Data entries
__________________________________________________

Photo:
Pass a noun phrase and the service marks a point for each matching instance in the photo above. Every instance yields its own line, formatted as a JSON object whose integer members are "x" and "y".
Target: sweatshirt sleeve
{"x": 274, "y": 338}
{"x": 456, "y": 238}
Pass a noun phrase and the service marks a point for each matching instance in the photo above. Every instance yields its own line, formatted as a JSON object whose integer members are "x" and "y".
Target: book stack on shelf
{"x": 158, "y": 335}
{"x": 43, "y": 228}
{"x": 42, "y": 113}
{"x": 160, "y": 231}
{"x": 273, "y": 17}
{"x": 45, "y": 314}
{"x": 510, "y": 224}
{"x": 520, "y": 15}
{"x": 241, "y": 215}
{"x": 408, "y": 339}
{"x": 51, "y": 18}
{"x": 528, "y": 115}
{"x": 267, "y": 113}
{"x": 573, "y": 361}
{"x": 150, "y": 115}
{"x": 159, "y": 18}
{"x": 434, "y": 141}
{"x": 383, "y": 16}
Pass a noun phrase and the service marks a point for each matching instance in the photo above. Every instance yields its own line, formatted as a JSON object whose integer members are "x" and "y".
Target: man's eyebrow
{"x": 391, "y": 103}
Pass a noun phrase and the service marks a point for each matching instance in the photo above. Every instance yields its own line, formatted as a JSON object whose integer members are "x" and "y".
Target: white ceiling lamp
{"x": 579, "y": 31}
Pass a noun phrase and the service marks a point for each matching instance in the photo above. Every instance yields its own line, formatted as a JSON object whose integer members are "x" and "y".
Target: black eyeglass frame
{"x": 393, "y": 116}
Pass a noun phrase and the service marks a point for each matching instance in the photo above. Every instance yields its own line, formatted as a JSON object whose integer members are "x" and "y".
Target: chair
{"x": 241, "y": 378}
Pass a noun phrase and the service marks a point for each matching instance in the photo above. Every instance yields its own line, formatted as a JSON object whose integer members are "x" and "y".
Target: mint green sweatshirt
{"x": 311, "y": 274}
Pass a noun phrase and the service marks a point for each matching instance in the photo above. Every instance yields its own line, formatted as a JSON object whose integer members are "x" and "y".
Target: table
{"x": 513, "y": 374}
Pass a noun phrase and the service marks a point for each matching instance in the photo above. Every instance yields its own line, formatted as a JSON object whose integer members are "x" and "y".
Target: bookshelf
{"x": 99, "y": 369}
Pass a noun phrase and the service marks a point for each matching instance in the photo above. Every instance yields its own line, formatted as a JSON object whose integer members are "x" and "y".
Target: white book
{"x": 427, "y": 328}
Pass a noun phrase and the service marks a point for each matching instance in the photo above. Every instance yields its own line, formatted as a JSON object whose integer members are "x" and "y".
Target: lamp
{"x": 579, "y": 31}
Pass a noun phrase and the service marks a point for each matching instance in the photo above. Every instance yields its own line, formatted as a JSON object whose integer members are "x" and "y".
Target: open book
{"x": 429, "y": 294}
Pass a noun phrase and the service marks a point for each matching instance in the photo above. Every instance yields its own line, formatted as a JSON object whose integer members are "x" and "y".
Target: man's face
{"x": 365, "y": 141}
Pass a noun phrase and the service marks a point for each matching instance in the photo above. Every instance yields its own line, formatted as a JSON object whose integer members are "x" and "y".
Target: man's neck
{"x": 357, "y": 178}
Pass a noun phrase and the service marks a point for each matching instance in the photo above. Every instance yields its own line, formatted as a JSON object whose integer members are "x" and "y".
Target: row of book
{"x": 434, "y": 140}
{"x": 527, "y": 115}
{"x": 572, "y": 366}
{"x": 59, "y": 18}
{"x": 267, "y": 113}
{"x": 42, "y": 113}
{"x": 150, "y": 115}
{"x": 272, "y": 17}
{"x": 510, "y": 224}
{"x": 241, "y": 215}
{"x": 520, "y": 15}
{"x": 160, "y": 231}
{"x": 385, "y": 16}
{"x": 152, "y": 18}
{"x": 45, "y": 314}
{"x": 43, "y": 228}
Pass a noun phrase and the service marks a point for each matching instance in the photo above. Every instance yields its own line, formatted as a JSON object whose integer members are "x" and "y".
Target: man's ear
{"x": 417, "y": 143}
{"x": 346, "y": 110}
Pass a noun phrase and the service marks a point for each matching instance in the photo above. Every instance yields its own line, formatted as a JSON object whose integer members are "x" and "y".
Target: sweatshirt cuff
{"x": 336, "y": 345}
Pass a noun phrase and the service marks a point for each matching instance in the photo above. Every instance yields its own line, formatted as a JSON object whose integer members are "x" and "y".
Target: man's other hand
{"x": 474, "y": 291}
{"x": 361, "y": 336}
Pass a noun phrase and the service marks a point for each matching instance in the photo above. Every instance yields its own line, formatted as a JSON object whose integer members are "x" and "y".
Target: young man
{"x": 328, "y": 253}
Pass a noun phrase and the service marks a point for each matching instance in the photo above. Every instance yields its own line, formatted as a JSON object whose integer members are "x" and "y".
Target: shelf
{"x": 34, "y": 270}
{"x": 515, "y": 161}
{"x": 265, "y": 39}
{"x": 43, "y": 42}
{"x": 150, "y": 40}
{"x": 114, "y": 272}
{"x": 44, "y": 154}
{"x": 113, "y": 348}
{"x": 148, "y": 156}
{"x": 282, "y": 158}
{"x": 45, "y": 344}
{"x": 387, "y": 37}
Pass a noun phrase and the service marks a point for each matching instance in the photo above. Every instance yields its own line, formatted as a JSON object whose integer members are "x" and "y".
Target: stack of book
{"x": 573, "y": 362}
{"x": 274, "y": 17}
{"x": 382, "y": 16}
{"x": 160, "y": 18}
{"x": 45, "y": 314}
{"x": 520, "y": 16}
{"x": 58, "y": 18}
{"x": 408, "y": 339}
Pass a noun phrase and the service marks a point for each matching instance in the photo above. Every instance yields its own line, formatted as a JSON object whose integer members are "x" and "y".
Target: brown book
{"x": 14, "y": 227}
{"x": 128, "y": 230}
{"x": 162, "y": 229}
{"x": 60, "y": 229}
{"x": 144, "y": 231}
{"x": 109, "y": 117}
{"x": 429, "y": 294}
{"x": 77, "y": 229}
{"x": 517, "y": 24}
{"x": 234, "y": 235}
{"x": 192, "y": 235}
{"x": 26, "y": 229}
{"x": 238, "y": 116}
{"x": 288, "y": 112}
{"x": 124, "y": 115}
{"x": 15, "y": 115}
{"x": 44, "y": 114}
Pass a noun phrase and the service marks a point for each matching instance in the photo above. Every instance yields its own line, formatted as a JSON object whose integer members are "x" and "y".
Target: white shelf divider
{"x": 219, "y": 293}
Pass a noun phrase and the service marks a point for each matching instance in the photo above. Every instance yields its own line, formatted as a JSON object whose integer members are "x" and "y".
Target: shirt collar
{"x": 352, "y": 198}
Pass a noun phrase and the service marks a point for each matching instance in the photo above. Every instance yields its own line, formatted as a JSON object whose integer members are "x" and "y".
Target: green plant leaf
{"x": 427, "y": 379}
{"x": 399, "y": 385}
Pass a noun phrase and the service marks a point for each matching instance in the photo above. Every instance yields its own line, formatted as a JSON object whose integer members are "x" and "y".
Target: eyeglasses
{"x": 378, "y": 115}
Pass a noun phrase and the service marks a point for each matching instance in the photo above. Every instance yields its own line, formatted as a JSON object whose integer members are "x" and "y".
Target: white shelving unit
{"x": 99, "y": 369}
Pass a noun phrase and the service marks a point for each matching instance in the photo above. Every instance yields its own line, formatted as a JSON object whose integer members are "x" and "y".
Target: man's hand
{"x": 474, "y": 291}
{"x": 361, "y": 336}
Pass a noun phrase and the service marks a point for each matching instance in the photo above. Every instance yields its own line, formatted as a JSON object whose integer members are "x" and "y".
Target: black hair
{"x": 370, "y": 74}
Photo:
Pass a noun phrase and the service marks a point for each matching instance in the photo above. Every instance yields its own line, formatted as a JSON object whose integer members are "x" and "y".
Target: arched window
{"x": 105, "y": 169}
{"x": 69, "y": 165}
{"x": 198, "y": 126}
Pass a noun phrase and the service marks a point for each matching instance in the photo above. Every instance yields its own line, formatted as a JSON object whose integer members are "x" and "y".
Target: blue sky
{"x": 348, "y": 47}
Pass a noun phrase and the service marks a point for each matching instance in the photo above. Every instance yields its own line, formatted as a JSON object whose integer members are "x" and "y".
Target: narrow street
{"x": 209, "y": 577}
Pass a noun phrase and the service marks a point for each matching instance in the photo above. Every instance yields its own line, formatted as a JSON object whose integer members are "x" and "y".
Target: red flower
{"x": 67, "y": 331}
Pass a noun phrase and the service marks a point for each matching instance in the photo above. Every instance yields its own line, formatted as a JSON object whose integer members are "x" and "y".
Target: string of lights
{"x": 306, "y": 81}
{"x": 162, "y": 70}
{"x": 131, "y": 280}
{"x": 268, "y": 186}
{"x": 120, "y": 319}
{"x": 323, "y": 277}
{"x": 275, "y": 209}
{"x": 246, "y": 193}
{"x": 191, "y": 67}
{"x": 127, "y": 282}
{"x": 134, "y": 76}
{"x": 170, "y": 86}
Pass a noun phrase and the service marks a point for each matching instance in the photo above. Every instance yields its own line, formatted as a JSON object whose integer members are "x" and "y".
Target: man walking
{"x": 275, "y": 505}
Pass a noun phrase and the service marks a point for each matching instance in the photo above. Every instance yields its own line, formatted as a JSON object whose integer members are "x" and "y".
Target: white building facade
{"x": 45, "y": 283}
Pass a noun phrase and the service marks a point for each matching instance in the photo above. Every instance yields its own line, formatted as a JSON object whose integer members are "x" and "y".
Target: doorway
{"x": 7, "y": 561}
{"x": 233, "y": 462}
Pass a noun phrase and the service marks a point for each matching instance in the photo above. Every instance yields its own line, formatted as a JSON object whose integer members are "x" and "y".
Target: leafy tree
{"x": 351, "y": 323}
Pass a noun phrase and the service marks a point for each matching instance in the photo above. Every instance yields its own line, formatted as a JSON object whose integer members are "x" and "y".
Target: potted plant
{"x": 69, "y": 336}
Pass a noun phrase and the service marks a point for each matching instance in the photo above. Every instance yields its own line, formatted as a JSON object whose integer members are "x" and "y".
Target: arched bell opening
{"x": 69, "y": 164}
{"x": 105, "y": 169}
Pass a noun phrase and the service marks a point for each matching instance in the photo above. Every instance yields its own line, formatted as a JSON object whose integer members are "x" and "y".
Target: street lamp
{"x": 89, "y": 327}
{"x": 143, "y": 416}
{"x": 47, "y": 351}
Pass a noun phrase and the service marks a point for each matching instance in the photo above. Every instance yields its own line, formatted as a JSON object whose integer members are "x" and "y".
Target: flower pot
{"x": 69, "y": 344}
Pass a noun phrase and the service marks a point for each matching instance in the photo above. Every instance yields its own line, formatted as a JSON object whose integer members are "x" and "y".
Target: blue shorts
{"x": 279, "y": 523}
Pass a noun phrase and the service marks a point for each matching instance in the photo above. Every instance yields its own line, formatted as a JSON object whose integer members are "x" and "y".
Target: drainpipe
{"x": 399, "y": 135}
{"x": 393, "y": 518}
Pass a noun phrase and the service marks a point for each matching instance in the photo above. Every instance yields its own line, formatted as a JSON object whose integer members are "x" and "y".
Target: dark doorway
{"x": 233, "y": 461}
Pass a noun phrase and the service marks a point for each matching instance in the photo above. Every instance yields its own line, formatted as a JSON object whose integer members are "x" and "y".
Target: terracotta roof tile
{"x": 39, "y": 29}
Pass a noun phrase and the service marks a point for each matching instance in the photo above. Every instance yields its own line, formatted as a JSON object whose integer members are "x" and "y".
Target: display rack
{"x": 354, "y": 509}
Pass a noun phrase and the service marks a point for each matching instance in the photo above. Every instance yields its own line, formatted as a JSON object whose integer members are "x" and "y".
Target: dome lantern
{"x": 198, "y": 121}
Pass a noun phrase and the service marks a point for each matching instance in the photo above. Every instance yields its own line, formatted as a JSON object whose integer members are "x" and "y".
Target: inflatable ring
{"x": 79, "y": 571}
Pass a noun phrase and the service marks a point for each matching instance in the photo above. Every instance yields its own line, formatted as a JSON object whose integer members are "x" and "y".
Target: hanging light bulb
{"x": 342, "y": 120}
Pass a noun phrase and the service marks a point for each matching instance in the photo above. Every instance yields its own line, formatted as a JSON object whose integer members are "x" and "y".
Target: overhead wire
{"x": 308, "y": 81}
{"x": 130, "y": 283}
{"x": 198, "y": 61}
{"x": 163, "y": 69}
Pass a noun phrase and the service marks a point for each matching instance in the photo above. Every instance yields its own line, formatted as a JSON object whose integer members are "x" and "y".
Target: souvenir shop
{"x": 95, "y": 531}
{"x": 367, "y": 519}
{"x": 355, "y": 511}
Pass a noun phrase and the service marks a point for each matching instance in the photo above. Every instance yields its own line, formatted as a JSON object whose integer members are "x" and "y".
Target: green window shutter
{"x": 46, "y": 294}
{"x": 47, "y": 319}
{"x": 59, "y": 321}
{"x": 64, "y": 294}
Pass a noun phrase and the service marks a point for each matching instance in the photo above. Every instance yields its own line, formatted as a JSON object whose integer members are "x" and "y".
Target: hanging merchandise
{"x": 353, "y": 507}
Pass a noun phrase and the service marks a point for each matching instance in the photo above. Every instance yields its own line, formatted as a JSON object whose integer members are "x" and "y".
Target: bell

__________________________________________________

▶ **EXERCISE DETAILS**:
Return each line of the records above that contains the string "sweatshirt".

▶ **FULL OUTPUT**:
Target: sweatshirt sleeve
Target: mint green sweatshirt
Target: sweatshirt cuff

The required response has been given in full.